Entries shown:
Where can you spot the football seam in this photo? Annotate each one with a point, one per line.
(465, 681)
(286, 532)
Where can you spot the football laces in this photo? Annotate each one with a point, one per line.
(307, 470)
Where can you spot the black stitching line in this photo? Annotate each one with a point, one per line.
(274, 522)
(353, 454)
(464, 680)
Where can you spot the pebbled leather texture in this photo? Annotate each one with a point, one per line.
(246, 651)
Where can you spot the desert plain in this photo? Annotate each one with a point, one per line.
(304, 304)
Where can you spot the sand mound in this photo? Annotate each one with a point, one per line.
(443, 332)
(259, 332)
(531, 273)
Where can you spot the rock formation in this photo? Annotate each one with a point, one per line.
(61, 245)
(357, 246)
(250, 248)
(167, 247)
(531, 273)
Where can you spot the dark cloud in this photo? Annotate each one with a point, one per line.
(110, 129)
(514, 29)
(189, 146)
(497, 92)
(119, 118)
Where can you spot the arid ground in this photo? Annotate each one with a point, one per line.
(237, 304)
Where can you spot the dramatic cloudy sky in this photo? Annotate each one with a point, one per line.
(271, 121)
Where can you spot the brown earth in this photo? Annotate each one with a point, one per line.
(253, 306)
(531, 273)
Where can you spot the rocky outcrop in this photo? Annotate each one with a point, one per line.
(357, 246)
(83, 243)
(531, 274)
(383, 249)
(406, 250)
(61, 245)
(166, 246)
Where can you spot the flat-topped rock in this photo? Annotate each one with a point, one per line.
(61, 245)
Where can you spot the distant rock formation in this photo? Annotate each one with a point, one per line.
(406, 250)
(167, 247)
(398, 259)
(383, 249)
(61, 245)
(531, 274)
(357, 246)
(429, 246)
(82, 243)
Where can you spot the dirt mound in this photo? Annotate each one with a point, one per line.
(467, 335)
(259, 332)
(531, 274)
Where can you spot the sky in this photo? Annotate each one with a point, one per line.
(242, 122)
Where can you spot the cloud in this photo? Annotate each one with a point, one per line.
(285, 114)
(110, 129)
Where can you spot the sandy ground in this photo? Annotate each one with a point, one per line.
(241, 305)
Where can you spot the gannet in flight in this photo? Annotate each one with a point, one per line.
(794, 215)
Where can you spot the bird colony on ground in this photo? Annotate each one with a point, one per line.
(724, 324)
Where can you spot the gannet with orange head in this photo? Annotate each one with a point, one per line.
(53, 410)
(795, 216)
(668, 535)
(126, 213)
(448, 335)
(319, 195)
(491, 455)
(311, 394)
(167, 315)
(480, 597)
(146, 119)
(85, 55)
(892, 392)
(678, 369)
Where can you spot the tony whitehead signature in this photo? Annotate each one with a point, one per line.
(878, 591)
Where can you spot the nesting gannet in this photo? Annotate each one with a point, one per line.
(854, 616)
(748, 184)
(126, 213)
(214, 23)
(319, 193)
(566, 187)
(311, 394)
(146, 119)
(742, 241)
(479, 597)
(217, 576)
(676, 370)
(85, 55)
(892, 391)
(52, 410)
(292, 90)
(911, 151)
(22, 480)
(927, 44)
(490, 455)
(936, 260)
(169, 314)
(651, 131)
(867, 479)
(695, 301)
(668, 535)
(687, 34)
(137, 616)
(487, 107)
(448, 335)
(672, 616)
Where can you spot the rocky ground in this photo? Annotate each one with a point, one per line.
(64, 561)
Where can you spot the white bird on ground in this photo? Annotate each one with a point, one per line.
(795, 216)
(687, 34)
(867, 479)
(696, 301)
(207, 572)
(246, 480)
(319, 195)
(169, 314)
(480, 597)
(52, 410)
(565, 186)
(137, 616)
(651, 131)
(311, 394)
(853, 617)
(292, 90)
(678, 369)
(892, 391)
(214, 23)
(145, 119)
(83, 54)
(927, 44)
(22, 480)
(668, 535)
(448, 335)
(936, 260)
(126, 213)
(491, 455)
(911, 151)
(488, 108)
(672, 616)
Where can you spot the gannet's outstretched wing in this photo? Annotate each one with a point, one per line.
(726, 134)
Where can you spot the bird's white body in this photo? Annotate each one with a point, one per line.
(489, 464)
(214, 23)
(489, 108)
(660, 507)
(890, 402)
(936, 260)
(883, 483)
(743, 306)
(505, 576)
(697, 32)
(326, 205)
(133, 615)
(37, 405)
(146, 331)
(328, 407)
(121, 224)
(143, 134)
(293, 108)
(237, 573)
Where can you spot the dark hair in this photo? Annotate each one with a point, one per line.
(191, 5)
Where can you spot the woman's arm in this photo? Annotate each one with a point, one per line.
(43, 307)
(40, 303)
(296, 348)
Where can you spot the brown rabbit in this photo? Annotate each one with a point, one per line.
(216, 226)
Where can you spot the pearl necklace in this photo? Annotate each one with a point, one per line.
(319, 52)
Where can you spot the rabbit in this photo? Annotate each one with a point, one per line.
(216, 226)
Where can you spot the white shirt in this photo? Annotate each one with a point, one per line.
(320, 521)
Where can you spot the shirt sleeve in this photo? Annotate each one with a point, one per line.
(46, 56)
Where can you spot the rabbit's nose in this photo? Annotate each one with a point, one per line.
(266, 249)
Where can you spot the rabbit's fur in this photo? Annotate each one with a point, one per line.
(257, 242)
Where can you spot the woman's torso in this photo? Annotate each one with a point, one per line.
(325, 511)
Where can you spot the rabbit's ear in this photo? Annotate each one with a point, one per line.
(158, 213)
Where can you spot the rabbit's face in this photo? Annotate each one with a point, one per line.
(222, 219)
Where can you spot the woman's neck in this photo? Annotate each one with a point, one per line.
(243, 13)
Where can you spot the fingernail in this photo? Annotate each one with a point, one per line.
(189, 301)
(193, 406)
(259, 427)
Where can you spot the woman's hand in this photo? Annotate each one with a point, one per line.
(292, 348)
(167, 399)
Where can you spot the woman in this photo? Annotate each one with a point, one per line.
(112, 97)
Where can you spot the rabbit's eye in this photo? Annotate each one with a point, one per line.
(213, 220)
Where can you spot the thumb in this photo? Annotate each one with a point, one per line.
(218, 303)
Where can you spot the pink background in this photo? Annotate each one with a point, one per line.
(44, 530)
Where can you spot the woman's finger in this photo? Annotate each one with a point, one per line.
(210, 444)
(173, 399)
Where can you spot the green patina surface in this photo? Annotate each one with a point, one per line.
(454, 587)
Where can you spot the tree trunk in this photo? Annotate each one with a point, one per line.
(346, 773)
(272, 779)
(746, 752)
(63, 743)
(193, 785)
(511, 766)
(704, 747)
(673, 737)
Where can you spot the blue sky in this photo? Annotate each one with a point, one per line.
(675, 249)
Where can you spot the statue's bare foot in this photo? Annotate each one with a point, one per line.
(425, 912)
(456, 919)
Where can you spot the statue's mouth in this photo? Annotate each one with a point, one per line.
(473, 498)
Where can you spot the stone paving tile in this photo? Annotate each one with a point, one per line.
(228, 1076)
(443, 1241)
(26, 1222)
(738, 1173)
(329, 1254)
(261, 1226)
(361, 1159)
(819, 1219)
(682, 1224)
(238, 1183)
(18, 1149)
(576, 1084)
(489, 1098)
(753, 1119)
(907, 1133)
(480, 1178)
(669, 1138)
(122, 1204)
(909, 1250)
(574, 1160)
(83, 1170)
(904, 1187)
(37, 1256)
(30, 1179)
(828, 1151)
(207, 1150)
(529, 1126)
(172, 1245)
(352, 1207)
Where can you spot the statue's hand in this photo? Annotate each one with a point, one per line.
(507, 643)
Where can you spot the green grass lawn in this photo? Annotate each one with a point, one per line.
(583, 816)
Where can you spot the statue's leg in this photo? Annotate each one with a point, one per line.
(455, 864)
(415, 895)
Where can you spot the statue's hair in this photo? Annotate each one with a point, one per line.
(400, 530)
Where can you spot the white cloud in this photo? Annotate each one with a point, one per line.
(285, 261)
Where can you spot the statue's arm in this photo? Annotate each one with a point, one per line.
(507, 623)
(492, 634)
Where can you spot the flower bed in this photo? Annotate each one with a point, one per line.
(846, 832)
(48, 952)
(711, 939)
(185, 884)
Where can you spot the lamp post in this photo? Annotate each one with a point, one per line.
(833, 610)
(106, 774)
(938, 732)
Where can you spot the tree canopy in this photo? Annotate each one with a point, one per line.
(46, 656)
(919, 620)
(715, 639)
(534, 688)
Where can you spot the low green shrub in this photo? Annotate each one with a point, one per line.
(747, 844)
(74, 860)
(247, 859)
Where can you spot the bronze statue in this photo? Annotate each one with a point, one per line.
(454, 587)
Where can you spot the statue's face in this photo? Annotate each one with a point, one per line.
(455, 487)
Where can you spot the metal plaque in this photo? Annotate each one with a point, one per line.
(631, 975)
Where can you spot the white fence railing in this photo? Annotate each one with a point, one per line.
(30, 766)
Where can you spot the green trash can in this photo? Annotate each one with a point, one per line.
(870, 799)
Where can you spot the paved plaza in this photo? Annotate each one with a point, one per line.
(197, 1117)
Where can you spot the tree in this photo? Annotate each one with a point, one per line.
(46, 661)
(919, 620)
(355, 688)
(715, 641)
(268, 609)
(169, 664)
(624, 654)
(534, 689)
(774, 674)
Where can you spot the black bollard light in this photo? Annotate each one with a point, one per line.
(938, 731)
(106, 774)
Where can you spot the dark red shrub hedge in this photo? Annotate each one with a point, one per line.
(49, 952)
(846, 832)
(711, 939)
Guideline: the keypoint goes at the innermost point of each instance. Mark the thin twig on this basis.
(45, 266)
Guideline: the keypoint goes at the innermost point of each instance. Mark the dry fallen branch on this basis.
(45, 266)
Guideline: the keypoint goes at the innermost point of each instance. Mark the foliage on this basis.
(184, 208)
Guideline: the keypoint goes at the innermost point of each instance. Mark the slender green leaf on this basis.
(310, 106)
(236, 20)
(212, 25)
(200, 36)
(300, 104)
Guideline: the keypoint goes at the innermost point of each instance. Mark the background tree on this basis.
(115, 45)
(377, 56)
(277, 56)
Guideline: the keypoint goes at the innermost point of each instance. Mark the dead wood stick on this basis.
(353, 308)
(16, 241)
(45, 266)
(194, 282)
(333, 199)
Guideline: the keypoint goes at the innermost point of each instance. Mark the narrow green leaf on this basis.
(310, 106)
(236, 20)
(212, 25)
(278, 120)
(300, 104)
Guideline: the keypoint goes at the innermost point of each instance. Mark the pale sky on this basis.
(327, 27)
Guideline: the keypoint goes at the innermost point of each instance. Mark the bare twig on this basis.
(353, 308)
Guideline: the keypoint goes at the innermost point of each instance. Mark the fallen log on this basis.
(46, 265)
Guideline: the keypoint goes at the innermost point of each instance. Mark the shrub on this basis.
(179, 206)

What you need to do: Return the lines above, from the one containing "tree on this basis." to the end, exactly as they stand.

Task output:
Guideline: the keypoint goes at the innermost point of each instance. Mark the background tree on this basis.
(115, 45)
(377, 56)
(277, 56)
Guideline: the keypoint goes at the innermost point of each instance. Mark the dead wood stick on this basis.
(353, 308)
(16, 241)
(45, 266)
(194, 282)
(333, 199)
Guideline: the keypoint goes at the innermost point of each instance. Mark the narrow green leaf on this basis.
(310, 106)
(236, 20)
(212, 25)
(278, 120)
(300, 104)
Guideline: the keypoint goes at the innermost point of each instance. Mark the pale sky on this basis.
(327, 27)
Guideline: the keypoint goes at the innermost point of each instance. Mark the bare twig on this basis.
(353, 308)
Guideline: the keypoint goes at the innermost point of each instance. Mark the fallen log on this basis.
(46, 265)
Guideline: the keypoint goes at the innermost point of each instance. Mark the shrub on this basis.
(179, 206)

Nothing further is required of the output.